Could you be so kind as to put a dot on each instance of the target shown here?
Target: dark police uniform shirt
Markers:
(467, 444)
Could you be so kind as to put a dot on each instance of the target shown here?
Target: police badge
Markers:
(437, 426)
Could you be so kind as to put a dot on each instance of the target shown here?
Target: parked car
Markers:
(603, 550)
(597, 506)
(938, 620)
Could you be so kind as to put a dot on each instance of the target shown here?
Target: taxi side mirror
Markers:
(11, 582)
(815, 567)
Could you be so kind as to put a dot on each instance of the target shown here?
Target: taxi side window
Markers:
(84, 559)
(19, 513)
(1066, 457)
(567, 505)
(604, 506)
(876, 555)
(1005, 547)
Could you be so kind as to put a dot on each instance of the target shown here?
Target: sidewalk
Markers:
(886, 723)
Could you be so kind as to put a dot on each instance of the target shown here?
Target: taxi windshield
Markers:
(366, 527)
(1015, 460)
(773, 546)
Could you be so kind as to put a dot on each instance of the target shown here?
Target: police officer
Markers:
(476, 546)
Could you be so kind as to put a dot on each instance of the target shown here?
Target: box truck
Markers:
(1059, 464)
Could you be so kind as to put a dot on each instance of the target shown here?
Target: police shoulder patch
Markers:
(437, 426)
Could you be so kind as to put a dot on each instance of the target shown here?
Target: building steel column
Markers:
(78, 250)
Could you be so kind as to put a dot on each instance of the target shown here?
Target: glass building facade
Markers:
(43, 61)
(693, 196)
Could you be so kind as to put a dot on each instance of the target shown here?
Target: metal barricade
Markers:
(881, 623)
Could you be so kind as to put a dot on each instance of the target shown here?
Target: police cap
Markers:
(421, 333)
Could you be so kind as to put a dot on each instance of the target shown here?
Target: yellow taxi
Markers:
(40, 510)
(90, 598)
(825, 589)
____________
▸ Your task:
Once the line containing "Target: police officer" is found, print it and every line after it through the end of the listing, exactly and alone.

▸ Solved problem:
Target: police officer
Markers:
(476, 546)
Could you be so kind as to put a dot on each instance of the target shown here?
Target: box truck
Markers:
(1059, 464)
Could you be so kind as to put a dot on each instance of the target shown here?
Target: police shoulder patch
Markers:
(437, 426)
Could you be so kind as to put a dot on each instance of the target shown here?
Target: building steel column
Markers:
(78, 250)
Could you be so kind as to put a dot on each instance of the target shown here?
Target: glass building facade
Markers:
(43, 61)
(693, 196)
Could you be so kind as to put a dot on each instance of the target shown here?
Target: metal barricade
Markers:
(881, 623)
Could you be so kind as to put a dot on each instance of the target shown here?
Target: police cap
Markers:
(421, 333)
Could you be so kind as to put a dot on each instance of the target shown here?
Target: yellow taxi
Markers:
(40, 510)
(90, 598)
(825, 589)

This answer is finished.